- Texte source:
··········

Jean-François Daguzan : Tout d'abord, il y a effectivement des sondages réalisés entre 2001 etr 2013 qui mesurent la menace ressentie par les Français vis-à-vis du risque terroriste. Elle a grimpé de 10 à 15 points entre 2001 et 2013 et des pics sont liés aux attentats. On a une moyenne sur douze ans autour de 65% de personnes qui considèrent que la menace est élevée. Le pic se trouve en avril 2013, où on est monté à 78%. 
L'explication du sentiment accru de menace est double. Il y a tout d'abord un phénomène médiatique. Le développement de l'information en continu, et la hausse du nombre de sites d'informations, génèrent une surmédiatisation. Le moindre événement – et pas que le terrorisme, on peut dire la même chose des "petites phrases" en politique - est repercuté à l'infini et nous atteint tous. 
L'autre point, c'est le renforcement et l'efficacité des services de renseignement et de police. Les attentats "classiques", organisés par un réseau et qui visent à faire beaucoup de victimes, du type métro de Londres ou trains de Madrid, sont de plus en plus difficiles à mettre en oeuvre. Les terroristes se rabattent donc sur des actes isolés qui passent au travers des mailles du filet. Ils restent cependant rattachés à des réseaux : Mohammed Merah ou Mehdi Nemmouche ne sont pas des loups solitaires, ce sont des acteurs solitaires. 
Ces actions solitaires sont donc largement répercutées par l'effet internet, qui peut secouer l'esprit d'esprits faibles qui vont rentrer dans la dynamique. On se retrouve donc avec une menace extrêmement diffuse. Un homme avec un couteau dans la rue, un autre dans sa voiture... tout cela crée une menace spontanée bien plus inquiétante pour la population. A terme cela entraîne une angoisse latente dans l'opinion.

Quel vide dans la société française la présence de ces "ennemis de l'intérieur" est-elle venue remplir, dans une France qui n'avait plus connu de vagues d'attentats depuis vingt ans ?

On oublie complètement que pendant la Guerre d'Algérie, il y eut – sur le sol métropolitain – pas moins de 4000 attentats qui ont fait des centaines de morts. Il y eut encore une vague d'attentats en période de décolonisation, avec des mouvements pro-palestiniens, des attentas liés à l'Iran... Si on regarde les statistiques pures, ces attentats ont finalement eu un impact très faible parmi la population. Cela me conforte donc dans l'idée de l'impact de la surmédiatisation, plus qu'un quelconque "vide symbolique". On s'inquiète parce qu'on le sait, et on le sait parce qu'on l'a en permance sous les yeux. Personne n'aurait pu dire qu'entre 1957 et 1962 il y eut 4000 attentats en France. On vous aurait même sûrement ri au nez (sauf si bien sûr vous parliez à quelqu'un qui en aurait subi les consésquences). On ne l'a vraiment réalisé qu'une fois la période passée.

··········

- Enregistrements fournis:
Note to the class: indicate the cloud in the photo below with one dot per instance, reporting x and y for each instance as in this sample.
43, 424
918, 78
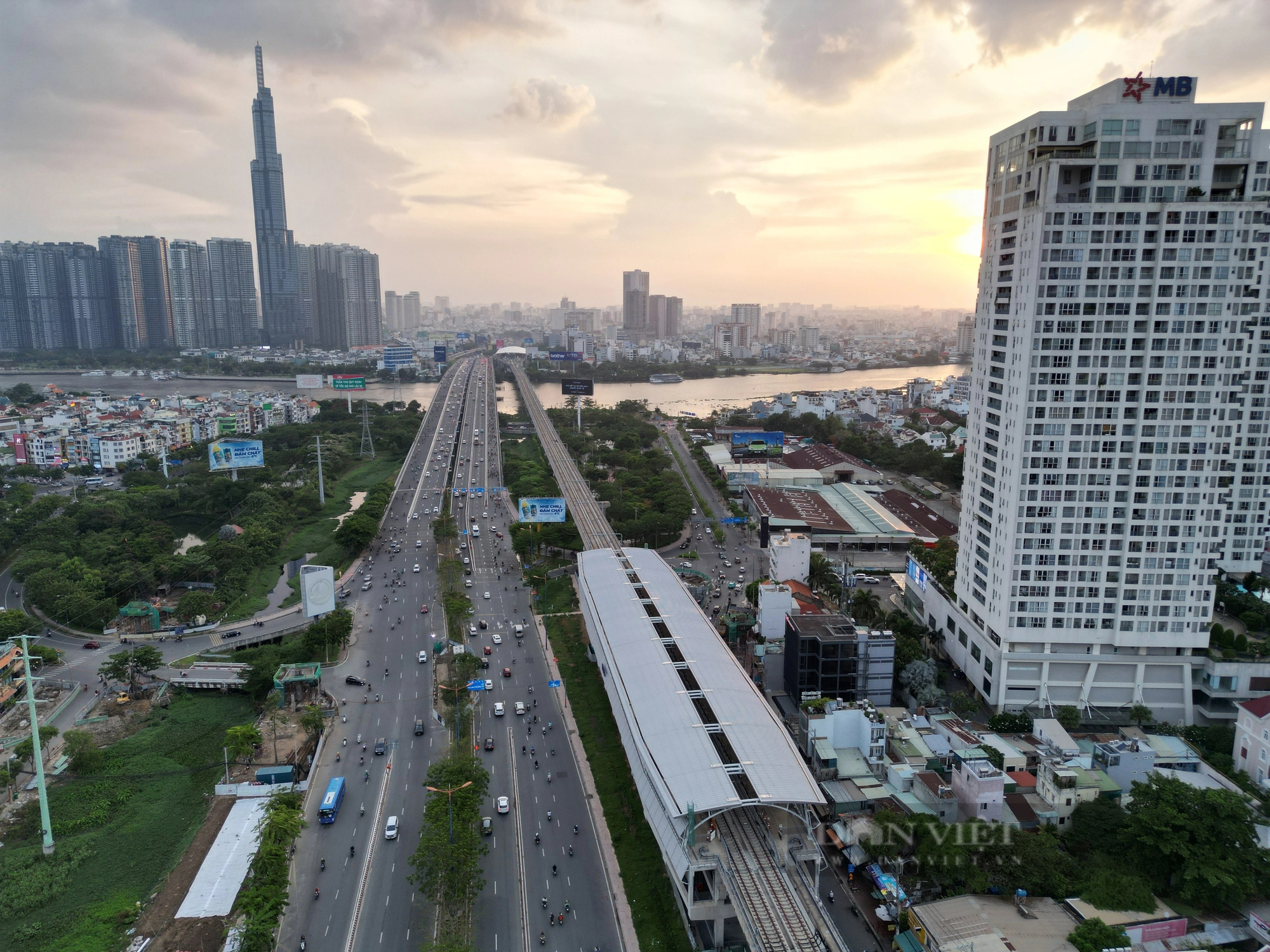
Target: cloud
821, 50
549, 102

··········

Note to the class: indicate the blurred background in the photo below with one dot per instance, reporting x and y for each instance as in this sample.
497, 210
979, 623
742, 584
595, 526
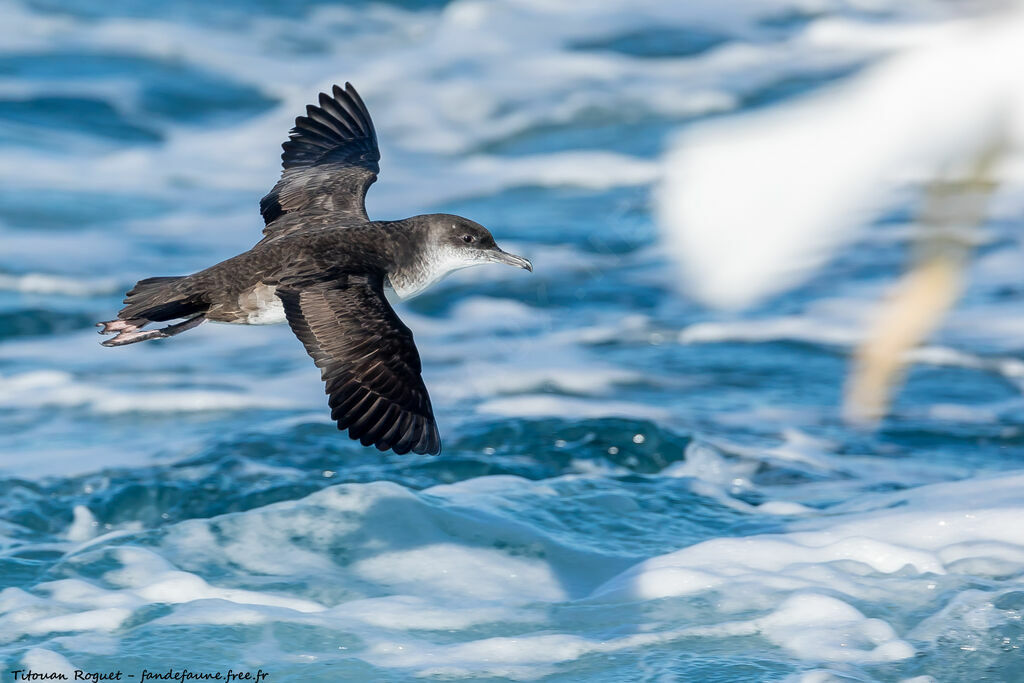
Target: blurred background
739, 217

··········

- Tâches à réaliser:
a: Reproduisez le passage du texte sur la menace terroriste qui commence par les mots contenant « Jean-François Daguzan : Tout » et se termine par « monté à 78%. ».
b: Relevez, s'il vous plaît, chaque ligne des enregistrements qui contient la chaîne « background », en tenant compte de la casse.

- Réponses:
a:
Jean-François Daguzan : Tout d'abord, il y a effectivement des sondages réalisés entre 2001 etr 2013 qui mesurent la menace ressentie par les Français vis-à-vis du risque terroriste. Elle a grimpé de 10 à 15 points entre 2001 et 2013 et des pics sont liés aux attentats. On a une moyenne sur douze ans autour de 65% de personnes qui considèrent que la menace est élevée. Le pic se trouve en avril 2013, où on est monté à 78%.

b:
Note to the class: indicate the blurred background in the photo below with one dot per instance, reporting x and y for each instance as in this sample.
Target: blurred background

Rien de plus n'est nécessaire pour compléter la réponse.